— WHAT THE TASK ASKS —
Only one span belongs in the answer: the line holding "Indicate the round" through the last line of the entries below, retyped exactly.

(Natural language region descriptions)
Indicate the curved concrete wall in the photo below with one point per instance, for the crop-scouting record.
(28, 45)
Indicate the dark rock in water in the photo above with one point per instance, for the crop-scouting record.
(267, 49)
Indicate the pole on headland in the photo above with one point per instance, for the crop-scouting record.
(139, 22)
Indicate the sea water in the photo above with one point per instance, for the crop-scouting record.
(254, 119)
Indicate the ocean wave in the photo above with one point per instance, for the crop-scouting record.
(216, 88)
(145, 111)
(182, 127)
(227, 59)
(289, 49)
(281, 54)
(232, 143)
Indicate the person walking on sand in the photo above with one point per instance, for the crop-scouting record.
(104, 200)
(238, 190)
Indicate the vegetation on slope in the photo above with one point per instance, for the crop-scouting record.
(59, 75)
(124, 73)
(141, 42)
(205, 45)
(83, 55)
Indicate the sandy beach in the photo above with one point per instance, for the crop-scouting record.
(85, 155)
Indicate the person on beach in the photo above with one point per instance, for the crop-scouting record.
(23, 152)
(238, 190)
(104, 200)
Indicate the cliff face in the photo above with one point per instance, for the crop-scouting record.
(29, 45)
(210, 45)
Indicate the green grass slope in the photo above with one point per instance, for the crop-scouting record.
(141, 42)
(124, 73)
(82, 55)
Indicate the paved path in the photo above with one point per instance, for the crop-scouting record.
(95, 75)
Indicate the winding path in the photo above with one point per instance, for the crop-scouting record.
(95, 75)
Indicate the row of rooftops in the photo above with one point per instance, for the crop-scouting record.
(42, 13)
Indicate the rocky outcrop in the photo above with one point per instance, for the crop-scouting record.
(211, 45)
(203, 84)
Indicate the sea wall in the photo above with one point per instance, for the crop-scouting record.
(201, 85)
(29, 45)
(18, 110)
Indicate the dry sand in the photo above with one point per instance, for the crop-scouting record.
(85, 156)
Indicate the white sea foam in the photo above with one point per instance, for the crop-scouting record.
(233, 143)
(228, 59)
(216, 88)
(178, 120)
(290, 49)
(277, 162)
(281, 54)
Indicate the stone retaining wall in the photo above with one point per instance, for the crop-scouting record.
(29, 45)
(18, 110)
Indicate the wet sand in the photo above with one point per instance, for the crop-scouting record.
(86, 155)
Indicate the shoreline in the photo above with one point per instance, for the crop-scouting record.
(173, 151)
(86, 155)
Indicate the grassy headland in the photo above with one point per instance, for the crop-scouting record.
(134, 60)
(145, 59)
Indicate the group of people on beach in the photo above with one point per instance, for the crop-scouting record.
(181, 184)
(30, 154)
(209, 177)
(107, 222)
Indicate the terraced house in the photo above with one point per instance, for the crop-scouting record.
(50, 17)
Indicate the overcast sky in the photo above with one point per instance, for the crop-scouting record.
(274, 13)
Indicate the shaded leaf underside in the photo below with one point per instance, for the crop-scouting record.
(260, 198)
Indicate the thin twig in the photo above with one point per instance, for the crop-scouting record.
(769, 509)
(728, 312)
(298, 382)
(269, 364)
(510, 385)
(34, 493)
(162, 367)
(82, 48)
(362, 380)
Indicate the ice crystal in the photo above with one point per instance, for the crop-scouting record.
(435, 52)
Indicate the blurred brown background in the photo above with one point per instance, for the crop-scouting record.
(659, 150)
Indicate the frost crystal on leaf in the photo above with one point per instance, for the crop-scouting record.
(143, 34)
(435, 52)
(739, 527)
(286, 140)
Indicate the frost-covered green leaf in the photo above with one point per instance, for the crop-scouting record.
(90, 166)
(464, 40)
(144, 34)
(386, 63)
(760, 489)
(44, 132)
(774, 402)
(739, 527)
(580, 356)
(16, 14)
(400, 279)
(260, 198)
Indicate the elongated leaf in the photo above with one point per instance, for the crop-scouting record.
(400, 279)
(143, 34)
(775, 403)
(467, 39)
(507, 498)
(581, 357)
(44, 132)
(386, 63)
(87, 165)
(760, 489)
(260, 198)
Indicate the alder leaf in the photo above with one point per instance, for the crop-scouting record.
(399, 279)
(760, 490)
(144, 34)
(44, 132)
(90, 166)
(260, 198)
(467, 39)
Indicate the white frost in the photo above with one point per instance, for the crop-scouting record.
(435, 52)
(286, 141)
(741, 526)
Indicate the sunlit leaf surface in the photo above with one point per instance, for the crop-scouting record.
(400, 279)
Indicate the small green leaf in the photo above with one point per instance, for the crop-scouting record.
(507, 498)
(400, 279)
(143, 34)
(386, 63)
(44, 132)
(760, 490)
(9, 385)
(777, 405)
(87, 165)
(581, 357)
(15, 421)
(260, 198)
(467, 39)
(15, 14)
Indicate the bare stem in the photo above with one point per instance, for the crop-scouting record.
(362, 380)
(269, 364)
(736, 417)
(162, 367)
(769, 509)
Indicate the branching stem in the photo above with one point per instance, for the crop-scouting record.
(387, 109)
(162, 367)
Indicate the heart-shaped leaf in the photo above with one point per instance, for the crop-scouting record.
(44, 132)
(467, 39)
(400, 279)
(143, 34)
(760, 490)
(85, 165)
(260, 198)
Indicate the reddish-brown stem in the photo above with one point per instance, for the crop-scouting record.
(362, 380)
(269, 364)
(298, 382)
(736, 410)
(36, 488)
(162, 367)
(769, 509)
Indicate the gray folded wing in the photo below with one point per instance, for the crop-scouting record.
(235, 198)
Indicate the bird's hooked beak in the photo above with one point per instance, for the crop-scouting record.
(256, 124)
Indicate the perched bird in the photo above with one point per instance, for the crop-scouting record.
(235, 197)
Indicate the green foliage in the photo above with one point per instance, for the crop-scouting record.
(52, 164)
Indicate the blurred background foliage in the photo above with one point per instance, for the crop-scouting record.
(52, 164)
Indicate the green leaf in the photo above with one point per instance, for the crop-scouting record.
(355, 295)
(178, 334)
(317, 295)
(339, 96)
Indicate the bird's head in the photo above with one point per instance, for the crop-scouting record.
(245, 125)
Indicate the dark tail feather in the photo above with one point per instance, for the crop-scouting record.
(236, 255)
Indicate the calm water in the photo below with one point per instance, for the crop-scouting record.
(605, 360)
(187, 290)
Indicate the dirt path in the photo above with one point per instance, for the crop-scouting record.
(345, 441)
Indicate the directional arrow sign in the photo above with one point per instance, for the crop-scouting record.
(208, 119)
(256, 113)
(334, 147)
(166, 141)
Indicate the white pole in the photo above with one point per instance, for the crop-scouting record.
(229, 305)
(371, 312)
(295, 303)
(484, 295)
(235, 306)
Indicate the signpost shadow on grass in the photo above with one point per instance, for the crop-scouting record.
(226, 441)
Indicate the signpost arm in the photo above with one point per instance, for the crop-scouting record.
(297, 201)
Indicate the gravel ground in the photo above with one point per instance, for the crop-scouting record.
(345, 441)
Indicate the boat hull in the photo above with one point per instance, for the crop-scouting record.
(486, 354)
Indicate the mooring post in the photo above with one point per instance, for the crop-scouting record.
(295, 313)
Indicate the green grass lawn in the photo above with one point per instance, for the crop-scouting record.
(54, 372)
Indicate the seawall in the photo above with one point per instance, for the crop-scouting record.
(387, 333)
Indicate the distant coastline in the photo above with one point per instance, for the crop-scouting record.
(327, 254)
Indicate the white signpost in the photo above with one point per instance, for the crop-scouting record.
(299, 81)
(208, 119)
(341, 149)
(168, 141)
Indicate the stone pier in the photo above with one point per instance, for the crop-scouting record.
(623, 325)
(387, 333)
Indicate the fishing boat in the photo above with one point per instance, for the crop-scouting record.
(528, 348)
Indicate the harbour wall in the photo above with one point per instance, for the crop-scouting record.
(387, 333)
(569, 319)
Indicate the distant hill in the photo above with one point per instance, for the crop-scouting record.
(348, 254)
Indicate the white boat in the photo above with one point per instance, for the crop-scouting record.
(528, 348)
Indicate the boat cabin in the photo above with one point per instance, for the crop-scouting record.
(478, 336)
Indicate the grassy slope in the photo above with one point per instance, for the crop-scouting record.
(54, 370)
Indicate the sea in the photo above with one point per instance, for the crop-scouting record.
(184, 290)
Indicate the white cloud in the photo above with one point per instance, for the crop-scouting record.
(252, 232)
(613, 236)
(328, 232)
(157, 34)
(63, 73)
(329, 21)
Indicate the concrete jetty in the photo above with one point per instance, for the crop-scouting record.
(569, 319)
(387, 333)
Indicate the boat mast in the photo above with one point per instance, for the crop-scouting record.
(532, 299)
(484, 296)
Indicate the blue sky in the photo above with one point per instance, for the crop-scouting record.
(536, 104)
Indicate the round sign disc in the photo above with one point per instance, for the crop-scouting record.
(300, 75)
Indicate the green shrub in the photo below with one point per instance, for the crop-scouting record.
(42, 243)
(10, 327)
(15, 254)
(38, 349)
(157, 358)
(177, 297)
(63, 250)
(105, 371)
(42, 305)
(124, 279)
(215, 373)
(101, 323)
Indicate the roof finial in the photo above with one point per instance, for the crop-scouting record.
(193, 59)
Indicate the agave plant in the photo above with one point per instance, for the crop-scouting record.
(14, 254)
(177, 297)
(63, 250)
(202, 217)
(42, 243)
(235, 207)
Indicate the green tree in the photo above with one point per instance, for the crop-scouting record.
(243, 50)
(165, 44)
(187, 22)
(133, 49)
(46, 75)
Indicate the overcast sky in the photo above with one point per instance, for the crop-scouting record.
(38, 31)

— RESPONSE FOR THIS EXERCISE —
Indicate the round sign disc in the photo above with one point per instance, for the crop-scouting record.
(300, 75)
Indicate the green shrub in the photo below with one point per instance, for the crop-scouting record.
(42, 243)
(10, 327)
(15, 254)
(38, 349)
(157, 358)
(177, 297)
(63, 250)
(105, 371)
(42, 305)
(124, 279)
(215, 373)
(101, 323)
Indicate the roof finial in the photo above with one point per instance, for the crop-scouting record.
(193, 59)
Indicate the agave plant in the photo above with one point per instance, for the crop-scouting record.
(14, 254)
(177, 297)
(63, 250)
(202, 217)
(42, 243)
(235, 207)
Indicate the green tree in the photo above with one point per instance, for the crop-scouting record.
(243, 50)
(165, 44)
(187, 22)
(133, 49)
(46, 75)
Indicate the overcast sky in the photo above with one point per instance, for the crop-scouting record.
(38, 31)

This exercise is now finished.